THE TASK → After locating the line with "Target: camouflage blouse" in the records below, print it and every line after it exactly.

======== ENTRIES PROVIDED

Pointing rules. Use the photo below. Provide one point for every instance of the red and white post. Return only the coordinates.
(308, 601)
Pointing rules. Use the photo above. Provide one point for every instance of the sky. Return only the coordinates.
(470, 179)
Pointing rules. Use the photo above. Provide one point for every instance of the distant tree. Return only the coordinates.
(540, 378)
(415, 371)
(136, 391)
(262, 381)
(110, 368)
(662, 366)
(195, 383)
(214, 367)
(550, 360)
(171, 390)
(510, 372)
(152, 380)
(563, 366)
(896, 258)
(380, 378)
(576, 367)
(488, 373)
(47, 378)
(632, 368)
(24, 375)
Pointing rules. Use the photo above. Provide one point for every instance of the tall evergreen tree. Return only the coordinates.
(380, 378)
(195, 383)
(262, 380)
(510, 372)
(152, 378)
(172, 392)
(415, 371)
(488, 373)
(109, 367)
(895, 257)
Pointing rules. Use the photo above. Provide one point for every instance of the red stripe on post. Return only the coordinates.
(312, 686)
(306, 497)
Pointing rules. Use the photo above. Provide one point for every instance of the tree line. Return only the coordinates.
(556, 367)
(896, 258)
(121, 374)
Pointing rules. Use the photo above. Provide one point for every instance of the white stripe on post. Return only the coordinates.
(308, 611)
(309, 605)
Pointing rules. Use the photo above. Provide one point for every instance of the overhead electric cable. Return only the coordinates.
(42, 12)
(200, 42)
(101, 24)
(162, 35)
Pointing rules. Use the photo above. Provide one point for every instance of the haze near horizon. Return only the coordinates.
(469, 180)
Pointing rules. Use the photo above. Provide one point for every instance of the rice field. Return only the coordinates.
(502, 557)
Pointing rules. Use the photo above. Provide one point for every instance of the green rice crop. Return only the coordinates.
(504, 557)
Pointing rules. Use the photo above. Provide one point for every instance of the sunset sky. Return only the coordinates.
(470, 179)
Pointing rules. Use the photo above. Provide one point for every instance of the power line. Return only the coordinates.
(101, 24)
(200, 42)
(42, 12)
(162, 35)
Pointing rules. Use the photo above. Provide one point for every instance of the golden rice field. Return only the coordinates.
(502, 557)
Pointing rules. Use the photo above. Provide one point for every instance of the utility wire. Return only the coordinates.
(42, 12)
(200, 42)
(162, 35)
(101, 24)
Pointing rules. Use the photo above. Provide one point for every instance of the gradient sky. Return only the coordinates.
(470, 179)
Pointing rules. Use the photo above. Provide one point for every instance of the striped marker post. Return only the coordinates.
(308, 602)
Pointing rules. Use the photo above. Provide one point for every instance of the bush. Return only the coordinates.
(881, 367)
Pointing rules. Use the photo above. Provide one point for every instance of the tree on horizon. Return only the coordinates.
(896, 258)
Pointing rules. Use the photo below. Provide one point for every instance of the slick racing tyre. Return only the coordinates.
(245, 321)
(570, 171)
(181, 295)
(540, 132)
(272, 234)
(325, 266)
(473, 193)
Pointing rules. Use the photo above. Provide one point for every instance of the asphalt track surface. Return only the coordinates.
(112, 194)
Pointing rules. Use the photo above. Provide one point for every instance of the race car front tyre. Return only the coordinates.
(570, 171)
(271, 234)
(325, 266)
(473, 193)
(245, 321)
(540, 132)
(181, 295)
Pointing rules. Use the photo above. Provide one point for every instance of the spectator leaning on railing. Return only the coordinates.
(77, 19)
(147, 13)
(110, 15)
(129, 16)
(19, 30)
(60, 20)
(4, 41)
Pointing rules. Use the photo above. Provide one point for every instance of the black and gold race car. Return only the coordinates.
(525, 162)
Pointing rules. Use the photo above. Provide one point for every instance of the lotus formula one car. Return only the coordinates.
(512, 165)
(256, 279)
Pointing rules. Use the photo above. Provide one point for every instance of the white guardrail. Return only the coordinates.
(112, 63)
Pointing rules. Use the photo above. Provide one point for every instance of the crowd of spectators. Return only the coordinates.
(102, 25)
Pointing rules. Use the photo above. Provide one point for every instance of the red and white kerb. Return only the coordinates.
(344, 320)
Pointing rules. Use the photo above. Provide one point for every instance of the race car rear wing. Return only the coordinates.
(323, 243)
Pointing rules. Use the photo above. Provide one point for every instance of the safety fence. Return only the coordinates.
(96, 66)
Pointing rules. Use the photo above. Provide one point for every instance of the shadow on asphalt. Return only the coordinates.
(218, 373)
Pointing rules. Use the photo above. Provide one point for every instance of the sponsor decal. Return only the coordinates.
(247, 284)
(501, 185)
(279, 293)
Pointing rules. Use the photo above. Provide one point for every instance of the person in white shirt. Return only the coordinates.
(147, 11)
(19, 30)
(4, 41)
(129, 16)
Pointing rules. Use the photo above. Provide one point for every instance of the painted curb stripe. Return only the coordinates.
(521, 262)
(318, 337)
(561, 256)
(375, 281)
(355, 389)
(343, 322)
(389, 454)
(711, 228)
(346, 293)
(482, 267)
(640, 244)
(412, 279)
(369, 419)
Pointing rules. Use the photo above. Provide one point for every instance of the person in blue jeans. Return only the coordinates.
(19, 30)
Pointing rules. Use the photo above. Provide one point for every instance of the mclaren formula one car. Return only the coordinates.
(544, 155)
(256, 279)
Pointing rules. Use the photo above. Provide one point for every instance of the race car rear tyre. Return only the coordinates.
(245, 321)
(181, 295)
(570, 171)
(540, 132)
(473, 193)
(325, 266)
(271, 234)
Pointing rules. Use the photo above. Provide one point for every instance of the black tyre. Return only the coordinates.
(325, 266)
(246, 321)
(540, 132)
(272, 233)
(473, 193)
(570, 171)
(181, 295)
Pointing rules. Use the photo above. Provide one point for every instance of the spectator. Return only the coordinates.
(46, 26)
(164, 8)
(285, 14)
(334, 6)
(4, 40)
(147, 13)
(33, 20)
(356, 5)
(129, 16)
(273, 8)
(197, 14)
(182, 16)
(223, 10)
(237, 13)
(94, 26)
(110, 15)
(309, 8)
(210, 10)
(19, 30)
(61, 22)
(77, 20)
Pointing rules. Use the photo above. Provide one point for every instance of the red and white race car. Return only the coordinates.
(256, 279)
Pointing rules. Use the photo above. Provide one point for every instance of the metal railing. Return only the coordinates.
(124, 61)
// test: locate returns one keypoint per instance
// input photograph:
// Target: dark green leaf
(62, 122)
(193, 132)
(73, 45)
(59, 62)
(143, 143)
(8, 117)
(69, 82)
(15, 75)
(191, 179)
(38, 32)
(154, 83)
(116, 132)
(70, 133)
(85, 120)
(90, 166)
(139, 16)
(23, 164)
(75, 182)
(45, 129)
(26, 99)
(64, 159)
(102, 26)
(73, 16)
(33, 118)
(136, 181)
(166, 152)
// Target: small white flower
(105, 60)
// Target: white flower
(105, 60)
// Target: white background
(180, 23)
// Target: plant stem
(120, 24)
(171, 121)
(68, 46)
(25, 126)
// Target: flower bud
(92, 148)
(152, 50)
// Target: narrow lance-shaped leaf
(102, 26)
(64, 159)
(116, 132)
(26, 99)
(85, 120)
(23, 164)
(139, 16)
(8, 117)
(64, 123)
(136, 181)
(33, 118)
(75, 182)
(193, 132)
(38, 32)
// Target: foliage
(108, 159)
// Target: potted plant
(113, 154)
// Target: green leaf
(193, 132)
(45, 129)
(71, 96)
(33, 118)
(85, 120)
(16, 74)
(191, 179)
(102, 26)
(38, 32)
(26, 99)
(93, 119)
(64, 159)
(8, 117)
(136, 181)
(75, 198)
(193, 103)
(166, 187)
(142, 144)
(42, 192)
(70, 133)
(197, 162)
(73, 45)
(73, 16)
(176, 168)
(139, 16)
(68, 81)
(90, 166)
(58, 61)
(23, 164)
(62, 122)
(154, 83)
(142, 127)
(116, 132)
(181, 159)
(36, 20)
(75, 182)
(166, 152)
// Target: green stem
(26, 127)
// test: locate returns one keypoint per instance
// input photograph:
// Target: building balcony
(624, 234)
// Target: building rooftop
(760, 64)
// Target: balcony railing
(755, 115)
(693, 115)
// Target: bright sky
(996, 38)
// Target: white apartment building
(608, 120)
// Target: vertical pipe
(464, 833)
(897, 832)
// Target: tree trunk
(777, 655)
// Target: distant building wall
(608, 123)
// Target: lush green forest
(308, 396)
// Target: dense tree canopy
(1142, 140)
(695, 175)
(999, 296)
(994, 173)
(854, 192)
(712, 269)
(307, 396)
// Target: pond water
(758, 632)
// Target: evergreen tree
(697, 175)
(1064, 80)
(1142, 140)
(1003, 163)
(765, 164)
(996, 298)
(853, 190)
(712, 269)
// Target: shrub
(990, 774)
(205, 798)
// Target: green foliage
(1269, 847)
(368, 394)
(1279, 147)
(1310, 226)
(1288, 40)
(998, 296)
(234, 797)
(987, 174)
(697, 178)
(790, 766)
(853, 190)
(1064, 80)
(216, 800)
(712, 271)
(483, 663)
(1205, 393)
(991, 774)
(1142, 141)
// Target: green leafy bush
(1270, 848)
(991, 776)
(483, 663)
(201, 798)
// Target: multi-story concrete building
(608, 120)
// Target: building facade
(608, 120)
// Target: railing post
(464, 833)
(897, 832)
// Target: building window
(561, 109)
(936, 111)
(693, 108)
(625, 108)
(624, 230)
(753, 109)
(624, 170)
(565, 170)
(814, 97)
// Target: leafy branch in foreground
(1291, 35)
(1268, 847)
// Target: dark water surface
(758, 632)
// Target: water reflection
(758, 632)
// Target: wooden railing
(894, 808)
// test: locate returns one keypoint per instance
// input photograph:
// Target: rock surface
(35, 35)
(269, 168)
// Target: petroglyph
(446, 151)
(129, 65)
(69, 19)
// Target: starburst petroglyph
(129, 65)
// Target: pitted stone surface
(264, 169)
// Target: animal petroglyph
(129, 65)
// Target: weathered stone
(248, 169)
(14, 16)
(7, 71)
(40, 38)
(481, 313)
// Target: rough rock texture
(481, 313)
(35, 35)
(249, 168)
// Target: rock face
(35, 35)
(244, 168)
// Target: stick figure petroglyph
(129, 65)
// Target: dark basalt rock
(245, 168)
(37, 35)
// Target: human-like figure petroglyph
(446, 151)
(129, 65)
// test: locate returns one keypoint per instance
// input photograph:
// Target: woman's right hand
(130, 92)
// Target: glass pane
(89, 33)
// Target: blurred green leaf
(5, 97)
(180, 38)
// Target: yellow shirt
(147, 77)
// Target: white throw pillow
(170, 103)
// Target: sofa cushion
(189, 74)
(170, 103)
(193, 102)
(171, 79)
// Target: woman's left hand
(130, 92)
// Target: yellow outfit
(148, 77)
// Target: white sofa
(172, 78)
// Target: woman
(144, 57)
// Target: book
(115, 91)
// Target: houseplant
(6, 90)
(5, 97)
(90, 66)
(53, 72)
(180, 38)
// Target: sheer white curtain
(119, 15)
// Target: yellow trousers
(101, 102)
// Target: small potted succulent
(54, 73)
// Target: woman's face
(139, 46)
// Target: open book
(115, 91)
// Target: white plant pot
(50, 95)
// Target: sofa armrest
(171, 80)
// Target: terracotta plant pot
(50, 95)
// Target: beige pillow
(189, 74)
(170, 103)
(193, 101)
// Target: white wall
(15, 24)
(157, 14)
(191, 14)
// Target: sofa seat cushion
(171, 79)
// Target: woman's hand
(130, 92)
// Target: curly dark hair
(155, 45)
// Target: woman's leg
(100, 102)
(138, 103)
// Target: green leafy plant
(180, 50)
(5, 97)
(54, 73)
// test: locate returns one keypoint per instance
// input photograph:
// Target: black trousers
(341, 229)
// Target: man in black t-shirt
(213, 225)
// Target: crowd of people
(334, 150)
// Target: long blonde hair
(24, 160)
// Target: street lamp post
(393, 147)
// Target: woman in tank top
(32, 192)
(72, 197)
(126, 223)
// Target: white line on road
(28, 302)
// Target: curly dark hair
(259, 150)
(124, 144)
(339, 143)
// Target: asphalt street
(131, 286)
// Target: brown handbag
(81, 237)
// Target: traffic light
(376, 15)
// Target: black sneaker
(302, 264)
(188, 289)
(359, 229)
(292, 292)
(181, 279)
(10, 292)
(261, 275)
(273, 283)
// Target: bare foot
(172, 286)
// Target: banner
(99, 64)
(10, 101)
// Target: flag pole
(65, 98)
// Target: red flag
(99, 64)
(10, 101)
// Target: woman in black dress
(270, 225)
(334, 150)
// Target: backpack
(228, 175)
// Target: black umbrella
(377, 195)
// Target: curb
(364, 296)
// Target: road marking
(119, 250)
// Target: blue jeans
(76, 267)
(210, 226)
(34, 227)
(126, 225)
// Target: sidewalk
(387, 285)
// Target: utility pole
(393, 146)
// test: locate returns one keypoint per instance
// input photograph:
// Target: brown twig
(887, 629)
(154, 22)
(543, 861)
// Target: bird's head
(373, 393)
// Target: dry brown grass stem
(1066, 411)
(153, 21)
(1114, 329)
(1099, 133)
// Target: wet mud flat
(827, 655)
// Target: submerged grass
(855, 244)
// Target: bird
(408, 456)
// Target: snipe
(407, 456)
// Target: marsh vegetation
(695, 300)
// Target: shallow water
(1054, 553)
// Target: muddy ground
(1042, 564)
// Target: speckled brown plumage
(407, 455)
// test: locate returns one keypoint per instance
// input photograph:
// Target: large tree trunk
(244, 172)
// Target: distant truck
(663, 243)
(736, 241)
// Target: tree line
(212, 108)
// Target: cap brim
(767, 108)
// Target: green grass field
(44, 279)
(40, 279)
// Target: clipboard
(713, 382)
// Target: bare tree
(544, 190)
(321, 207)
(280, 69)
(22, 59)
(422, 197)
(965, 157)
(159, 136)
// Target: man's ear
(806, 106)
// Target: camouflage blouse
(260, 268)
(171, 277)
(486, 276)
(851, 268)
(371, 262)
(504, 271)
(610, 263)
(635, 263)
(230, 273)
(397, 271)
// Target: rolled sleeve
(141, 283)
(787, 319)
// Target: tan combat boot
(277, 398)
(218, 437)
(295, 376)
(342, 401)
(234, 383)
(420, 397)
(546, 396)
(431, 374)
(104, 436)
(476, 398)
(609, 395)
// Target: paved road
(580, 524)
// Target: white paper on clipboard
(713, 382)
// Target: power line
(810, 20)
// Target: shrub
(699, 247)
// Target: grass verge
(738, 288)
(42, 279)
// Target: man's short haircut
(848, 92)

================

RESULT BELOW →
// Target: camouflage blouse
(260, 268)
(171, 277)
(486, 276)
(851, 268)
(371, 262)
(504, 271)
(610, 263)
(635, 263)
(230, 273)
(397, 271)
// Target: rolled sleeve
(141, 283)
(787, 319)
// Target: tan combat boot
(277, 398)
(218, 437)
(295, 376)
(342, 401)
(234, 383)
(420, 397)
(546, 396)
(431, 374)
(104, 436)
(476, 398)
(609, 395)
// Target: paved road
(580, 524)
// Target: white paper on clipboard
(713, 382)
// Target: power line
(810, 20)
// Target: shrub
(699, 247)
// Target: grass verge
(738, 288)
(42, 279)
// Target: man's short haircut
(848, 92)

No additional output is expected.